## BEGIN GIVEN INFORMATION
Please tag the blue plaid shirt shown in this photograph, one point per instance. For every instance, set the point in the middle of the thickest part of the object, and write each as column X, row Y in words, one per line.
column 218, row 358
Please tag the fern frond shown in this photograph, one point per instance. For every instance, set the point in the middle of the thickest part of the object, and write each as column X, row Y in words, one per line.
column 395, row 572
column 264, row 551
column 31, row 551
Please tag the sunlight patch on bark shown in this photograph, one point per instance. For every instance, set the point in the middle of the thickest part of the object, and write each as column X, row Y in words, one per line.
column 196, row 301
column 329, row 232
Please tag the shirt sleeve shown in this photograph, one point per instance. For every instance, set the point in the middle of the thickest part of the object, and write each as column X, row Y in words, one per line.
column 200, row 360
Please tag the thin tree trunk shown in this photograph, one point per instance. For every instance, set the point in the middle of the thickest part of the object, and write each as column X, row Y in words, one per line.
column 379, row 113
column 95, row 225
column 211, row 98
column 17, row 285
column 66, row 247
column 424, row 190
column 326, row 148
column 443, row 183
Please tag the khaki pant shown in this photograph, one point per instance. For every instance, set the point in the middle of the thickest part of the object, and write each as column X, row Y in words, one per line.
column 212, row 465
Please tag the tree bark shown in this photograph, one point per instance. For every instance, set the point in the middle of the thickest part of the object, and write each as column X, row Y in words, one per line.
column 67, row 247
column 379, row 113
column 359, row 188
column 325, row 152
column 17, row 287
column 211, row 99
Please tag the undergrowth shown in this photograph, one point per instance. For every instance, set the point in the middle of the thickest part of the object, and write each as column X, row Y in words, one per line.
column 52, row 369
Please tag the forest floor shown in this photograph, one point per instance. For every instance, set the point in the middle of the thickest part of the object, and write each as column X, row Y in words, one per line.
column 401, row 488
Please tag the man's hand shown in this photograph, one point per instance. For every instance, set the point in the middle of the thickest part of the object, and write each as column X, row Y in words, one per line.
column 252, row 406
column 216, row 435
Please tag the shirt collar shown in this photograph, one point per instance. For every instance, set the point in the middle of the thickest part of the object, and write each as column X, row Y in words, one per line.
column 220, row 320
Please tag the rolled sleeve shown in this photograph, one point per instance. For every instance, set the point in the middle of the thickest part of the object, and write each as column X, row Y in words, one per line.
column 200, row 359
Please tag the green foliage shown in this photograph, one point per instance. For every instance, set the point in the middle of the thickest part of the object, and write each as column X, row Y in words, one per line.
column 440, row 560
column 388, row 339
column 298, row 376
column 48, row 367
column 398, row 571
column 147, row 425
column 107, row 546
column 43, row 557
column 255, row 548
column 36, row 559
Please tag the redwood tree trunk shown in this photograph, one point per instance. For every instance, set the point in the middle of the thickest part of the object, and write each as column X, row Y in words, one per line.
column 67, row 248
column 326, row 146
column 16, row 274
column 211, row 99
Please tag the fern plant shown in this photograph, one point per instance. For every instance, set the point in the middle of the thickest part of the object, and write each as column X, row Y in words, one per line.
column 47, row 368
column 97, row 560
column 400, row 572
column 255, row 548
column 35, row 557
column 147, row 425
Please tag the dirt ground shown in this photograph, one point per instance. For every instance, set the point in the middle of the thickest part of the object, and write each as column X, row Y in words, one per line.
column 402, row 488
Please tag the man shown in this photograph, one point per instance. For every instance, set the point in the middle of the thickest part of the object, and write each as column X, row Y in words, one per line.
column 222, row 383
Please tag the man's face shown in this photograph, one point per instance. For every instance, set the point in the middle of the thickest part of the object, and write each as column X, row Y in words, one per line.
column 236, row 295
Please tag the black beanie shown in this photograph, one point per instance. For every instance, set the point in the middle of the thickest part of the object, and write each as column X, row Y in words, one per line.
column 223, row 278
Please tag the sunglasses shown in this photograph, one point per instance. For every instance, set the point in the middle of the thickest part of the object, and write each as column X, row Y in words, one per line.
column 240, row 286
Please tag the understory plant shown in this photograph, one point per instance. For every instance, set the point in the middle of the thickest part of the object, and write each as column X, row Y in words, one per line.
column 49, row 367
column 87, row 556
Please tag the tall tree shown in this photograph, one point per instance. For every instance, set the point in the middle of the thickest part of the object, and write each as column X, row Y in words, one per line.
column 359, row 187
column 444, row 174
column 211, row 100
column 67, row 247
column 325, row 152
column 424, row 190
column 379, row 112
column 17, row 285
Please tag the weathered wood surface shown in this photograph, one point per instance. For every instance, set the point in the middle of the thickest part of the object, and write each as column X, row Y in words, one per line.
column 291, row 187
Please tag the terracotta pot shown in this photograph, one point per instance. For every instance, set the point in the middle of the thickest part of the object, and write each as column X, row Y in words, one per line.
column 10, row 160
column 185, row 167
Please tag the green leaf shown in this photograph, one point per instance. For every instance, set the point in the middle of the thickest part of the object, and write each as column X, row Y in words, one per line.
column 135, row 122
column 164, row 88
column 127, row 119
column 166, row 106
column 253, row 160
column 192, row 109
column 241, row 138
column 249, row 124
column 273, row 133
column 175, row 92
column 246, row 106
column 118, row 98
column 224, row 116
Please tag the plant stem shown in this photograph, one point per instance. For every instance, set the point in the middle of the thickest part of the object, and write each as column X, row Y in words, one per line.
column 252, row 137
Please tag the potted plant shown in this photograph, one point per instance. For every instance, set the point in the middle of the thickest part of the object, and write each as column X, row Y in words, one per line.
## END GIVEN INFORMATION
Rewrite all the records above, changing "thickest part" to "widest part" wherever it occurs and leaving everything else the same.

Please tag the blue plaid shirt shown in this photograph, one point per instance. For every instance, set the point in the middle of the widest part of the object, and write each as column X, row Y in words, one per line.
column 218, row 358
Please tag the fern frond shown in this photograph, one point per instance. For every instance, set the point in the middle of the widest part of the object, and write each as column X, row Y in words, one per line.
column 395, row 572
column 264, row 551
column 31, row 551
Please tag the sunlight patch on bark shown in this photograph, one point per instance. For every instance, set the point in the middle of the widest part of the object, and write each as column X, row Y in words, one per line.
column 196, row 301
column 329, row 232
Please tag the shirt sleeve shown in this photograph, one point per instance. For every instance, set the point in the middle of the widest part of the object, and write each as column X, row Y in words, one per line.
column 200, row 360
Please tag the thin tree trunk shown in this photograph, one point per instance. For every instance, set the point in the middle of the widest part of the object, and write each as column X, row Y in words, one per line.
column 379, row 113
column 95, row 225
column 211, row 98
column 17, row 285
column 66, row 247
column 424, row 190
column 326, row 148
column 443, row 183
Please tag the khaki pant shown in this photograph, one point per instance. For every instance, set the point in the middle of the widest part of the object, and write each as column X, row Y in words, one per line.
column 212, row 465
Please tag the tree bark shown in this photograph, one point per instance. For every instance, set the point in the middle of the widest part of the object, and write each as column X, row Y in words, one per line.
column 67, row 247
column 379, row 113
column 359, row 188
column 325, row 152
column 17, row 287
column 211, row 99
Please tag the undergrowth shown in this photograph, one point per instance. For every instance, set the point in the middle of the widest part of the object, and write each as column X, row Y in words, one per line.
column 52, row 369
Please tag the forest floor shown in this photograph, one point per instance. For every instance, set the point in the middle of the widest part of the object, and write each as column X, row Y in words, one per line.
column 401, row 488
Please tag the man's hand shown in this photograph, one point per instance. For every instance, set the point in the middle of the widest part of the object, and write each as column X, row Y in words, one per line.
column 252, row 406
column 216, row 435
Please tag the shirt collar shown in this photograph, one point per instance. For every instance, set the point in the middle of the widest part of the object, and write each as column X, row Y in words, one per line.
column 220, row 320
Please tag the rolled sleeve shown in this photograph, one point per instance. For every instance, set the point in the middle of the widest part of the object, and write each as column X, row Y in words, one per line.
column 200, row 359
Please tag the green foliage shown in this photograph, one point per instance. For every instance, set the point in the middle of the widest part of the object, and write each as column X, row Y in words, one per line.
column 440, row 560
column 388, row 339
column 298, row 376
column 48, row 367
column 398, row 571
column 147, row 425
column 107, row 546
column 43, row 557
column 255, row 548
column 36, row 559
Please tag the redwood tree trunk shown in this photograph, one point per instance. For every instance, set the point in the middle of the widest part of the object, and write each as column X, row Y in words, one per line.
column 67, row 248
column 326, row 146
column 16, row 274
column 211, row 99
Please tag the fern plant shown in this photograph, one point per instance. For every instance, set the point in the middle of the widest part of the object, and write each as column X, row Y in words, one per line.
column 47, row 368
column 97, row 560
column 400, row 572
column 255, row 548
column 35, row 557
column 147, row 425
Please tag the dirt ground shown in this photograph, one point per instance. For every instance, set the point in the middle of the widest part of the object, and write each as column X, row Y in words, one per line.
column 402, row 488
Please tag the man shown in this photograph, one point per instance. For every instance, set the point in the middle of the widest part of the object, and write each as column X, row Y in words, one per line.
column 222, row 383
Please tag the man's face shown in this photograph, one point per instance. For every instance, set the point in the middle of the widest part of the object, and write each as column X, row Y in words, one per line.
column 236, row 295
Please tag the black beanie shown in this photograph, one point per instance. For every instance, set the point in the middle of the widest part of the object, and write each as column X, row Y in words, one per line.
column 223, row 278
Please tag the sunglasses shown in this photograph, one point per instance. For every instance, set the point in the middle of the widest part of the object, and write each as column X, row Y in words, one per line.
column 240, row 286
Please tag the understory plant shown in this photograph, one point per instance. For every instance, set the point in the middle of the widest part of the object, and write each as column X, row Y in words, one per line.
column 49, row 367
column 87, row 556
Please tag the tall tree shown in this photograph, one point per instance. For every instance, set the point in the middle of the widest part of the object, and write each as column X, row Y in words, one per line.
column 359, row 187
column 444, row 174
column 211, row 100
column 67, row 247
column 325, row 152
column 424, row 190
column 379, row 112
column 17, row 285
Please tag the weathered wood surface shown in this photograph, one point per instance. For every instance, set the point in the middle of the widest part of the object, and write each as column X, row Y in words, one per line.
column 291, row 187
Please tag the terracotta pot shown in this photograph, one point per instance. For every instance, set the point in the middle of the widest part of the object, and write each as column X, row Y in words, one per line.
column 10, row 160
column 185, row 167
Please tag the green leaf shown in this photograph, one point per instance. For every instance, set the point in the middle of the widest part of the object, and write each as column X, row Y in words, one per line.
column 135, row 122
column 164, row 88
column 127, row 119
column 166, row 106
column 253, row 160
column 192, row 109
column 241, row 138
column 249, row 124
column 273, row 133
column 175, row 92
column 246, row 106
column 118, row 98
column 224, row 116
Please tag the plant stem shown in this photograph, one point per instance. For every instance, set the point in the middle of the widest part of the object, and write each as column X, row Y in words, one per line.
column 252, row 137
Please tag the potted plant shown in this photograph, one point per instance. For every instance, set the point in the middle of the widest part of the object, and write each as column X, row Y in words, one per line.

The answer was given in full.